[Stored data]

[Start of Attachment]

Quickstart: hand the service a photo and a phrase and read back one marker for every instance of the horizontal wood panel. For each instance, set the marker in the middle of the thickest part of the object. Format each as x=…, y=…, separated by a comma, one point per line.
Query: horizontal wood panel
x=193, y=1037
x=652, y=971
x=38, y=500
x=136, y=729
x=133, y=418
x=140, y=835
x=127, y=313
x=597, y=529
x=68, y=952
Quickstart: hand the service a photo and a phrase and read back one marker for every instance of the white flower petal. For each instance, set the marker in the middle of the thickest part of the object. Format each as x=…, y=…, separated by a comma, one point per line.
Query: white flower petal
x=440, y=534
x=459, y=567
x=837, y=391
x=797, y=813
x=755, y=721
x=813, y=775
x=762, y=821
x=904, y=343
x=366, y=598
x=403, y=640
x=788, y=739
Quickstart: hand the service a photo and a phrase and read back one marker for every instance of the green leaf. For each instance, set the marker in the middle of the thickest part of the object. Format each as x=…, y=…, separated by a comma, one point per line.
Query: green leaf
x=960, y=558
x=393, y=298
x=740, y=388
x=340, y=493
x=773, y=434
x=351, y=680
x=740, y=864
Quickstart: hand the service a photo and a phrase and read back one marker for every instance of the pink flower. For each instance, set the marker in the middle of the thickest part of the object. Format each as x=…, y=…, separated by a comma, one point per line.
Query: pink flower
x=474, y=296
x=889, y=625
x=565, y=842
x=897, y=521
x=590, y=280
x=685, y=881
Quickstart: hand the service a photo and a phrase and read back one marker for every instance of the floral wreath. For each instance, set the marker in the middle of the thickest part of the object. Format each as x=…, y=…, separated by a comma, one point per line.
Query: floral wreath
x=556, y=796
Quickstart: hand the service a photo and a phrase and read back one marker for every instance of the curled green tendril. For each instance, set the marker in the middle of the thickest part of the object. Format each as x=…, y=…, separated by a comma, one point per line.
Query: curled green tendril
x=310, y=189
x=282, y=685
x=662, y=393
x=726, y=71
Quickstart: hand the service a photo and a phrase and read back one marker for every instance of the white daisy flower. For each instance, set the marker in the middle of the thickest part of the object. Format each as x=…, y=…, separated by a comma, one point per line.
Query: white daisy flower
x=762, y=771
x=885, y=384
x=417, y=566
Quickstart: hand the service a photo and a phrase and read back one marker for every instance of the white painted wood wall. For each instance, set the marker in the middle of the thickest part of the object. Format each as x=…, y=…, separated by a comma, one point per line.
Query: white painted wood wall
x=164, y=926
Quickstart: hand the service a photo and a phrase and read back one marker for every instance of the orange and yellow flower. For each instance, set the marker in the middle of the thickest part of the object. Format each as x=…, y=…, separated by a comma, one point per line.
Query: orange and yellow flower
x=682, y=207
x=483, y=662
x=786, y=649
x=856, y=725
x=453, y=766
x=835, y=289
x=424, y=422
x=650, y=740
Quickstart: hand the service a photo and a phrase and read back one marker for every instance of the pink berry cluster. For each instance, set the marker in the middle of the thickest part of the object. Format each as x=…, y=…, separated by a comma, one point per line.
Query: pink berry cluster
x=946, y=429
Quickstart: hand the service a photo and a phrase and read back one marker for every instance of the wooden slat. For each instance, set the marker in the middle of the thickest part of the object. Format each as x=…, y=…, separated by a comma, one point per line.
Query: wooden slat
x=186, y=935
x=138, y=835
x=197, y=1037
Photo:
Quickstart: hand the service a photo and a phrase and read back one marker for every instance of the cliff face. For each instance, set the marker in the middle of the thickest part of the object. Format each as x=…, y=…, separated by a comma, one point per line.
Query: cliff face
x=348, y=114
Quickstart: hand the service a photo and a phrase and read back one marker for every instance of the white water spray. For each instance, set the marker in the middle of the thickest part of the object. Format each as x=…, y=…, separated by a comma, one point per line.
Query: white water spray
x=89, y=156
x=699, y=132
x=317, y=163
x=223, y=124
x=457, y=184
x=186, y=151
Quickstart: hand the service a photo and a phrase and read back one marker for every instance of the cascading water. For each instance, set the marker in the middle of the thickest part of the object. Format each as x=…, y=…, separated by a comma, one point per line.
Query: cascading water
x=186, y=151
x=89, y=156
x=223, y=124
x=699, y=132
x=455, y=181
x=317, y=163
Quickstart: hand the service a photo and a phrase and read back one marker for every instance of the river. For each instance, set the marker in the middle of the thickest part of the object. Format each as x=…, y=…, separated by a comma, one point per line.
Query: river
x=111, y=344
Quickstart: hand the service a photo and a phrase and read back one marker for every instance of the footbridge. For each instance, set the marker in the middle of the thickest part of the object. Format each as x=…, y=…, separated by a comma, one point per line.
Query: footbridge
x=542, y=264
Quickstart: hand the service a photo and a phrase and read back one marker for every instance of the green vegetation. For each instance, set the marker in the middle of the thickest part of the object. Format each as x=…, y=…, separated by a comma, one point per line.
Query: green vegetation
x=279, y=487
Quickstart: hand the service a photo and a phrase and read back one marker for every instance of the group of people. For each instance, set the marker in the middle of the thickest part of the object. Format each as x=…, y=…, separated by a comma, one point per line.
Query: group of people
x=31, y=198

[End of Attachment]

▶ **Exercise objective**: Repeat all the entries exactly as given.

▶ **Output for this exercise**:
Quickstart: hand the service a photo and a phrase and read back one marker for every instance of the horizontal wood panel. For each instance, set the marker in the middle of the thickest part of the object. Format each as x=…, y=…, separated by a comma, one point per line.
Query: horizontal wood panel
x=193, y=1037
x=652, y=971
x=38, y=500
x=136, y=729
x=133, y=418
x=140, y=835
x=127, y=313
x=597, y=529
x=68, y=952
Quickstart: hand the service a photo and a phrase and read back one marker for every instance of the white flower petal. For each instance, set the marker in the middle of the thickest part of the object. Format each as x=…, y=…, separated by a comma, one point per line.
Query: white flower petal
x=440, y=534
x=459, y=567
x=837, y=391
x=797, y=813
x=755, y=721
x=813, y=775
x=762, y=821
x=904, y=343
x=366, y=598
x=403, y=640
x=788, y=739
Quickstart: hand the service a photo and a phrase and read back one marker for every instance of the green leaf. For each instance, set the marker in the middle of the thickest part of the object. Format each as x=…, y=…, separated by a comma, one point per line.
Query: green leaf
x=960, y=558
x=393, y=298
x=740, y=388
x=340, y=493
x=773, y=434
x=351, y=680
x=740, y=864
Quickstart: hand the service a photo and a phrase and read back one marker for every instance of the pink flower. For each instance, set the marker in the middle of the thickest part of the object. Format each as x=…, y=…, separated by a comma, one point per line.
Query: pink flower
x=474, y=296
x=889, y=625
x=565, y=842
x=897, y=521
x=590, y=280
x=685, y=881
Quickstart: hand the service a photo and a phrase and read back one marker for every instance of the floral wreath. For each instance, set the marker in the middle of the thickest part of the object. Format each as x=…, y=…, separated by a comma, one point per line.
Query: floral wreath
x=556, y=796
Quickstart: hand the service a photo and a phrase and read back one marker for every instance of the curled green tendril. For each instance, set the marker in the middle of the thickest part of the object. Format each as x=…, y=…, separated by a comma, one point per line.
Query: curled green tendril
x=310, y=189
x=282, y=685
x=662, y=393
x=726, y=71
Quickstart: hand the service a photo and a phrase and read back one marker for every instance of the white daisy flower. For each instance, set the marker in the middle of the thickest part of the object. Format each as x=…, y=…, separated by a comma, one point per line.
Query: white daisy flower
x=762, y=771
x=885, y=384
x=417, y=566
Quickstart: hand the service a photo and a phrase and read back one marker for every instance of the white painted wood wall. For each instance, set the marker in the middle of the thickest part of the object. Format each as x=…, y=…, separated by a comma, one point per line.
Query: white painted wood wall
x=164, y=926
Quickstart: hand the service a photo and a phrase and read back one marker for every instance of the orange and yellow flower. For each instance, set the marker in the middle of the thickest part of the object. Format each as x=…, y=…, separated by a comma, one point per line.
Query: orange and yellow flower
x=682, y=207
x=483, y=662
x=786, y=649
x=856, y=725
x=453, y=766
x=835, y=289
x=424, y=422
x=650, y=740
Quickstart: hand the service a photo and a phrase and read back one marker for every instance of the pink berry cluster. For each instance, set the marker in the middle of the thickest part of the object. Format each as x=…, y=…, separated by a comma, one point per line.
Query: pink berry cluster
x=946, y=429
Quickstart: hand the service a photo and a phrase and read back one marker for every instance of the wooden slat. For each instance, set the marker in the middle of the thickest part of the object. Format each as x=…, y=…, separated by a comma, one point per line.
Query: wooden slat
x=186, y=935
x=138, y=835
x=197, y=1037
Photo:
Quickstart: hand the service a photo and a phrase and read back one marker for every instance of the cliff face. For each instance, set the marker in the middle of the thickest part of the object. Format each as x=…, y=…, separated by a comma, one point per line.
Query: cliff face
x=348, y=114
Quickstart: hand the service a photo and a phrase and read back one marker for every instance of the white water spray. For each instance, set the marker in the middle of the thickest part of the object. Format each as x=…, y=…, separated by a comma, one point per line.
Query: white water spray
x=89, y=156
x=699, y=132
x=317, y=163
x=223, y=124
x=457, y=184
x=186, y=151
Quickstart: hand the service a photo and a phrase and read back one marker for every instance of the cascading water. For each instance, set the marker in the middle of the thickest part of the object. Format each as x=…, y=…, separated by a comma, one point per line.
Query: cascading water
x=186, y=151
x=89, y=156
x=223, y=124
x=699, y=132
x=455, y=181
x=317, y=163
Quickstart: hand the service a photo and a phrase and read back one marker for every instance of the river. For each instance, set the marker in the middle of the thickest part of the object. Format each as x=…, y=…, separated by a comma, one point per line.
Query: river
x=111, y=344
Quickstart: hand the service a photo and a phrase and read back one marker for every instance of the footbridge. For each instance, set the marker in the middle of the thickest part of the object. Format each as x=…, y=…, separated by a comma, one point per line.
Query: footbridge
x=542, y=264
Quickstart: hand the service a photo and a phrase and read back one marker for every instance of the green vegetation. For each instance, set the marker in the middle of the thickest part of the object. Format each as x=…, y=…, separated by a comma, one point per line.
Query: green vegetation
x=279, y=487
Quickstart: hand the service a photo and a phrase and read back one marker for every instance of the group of people. For each instance, set the marker in the middle of the thickest part of the object. Format each as x=…, y=…, separated by a comma, one point per line.
Query: group of people
x=31, y=198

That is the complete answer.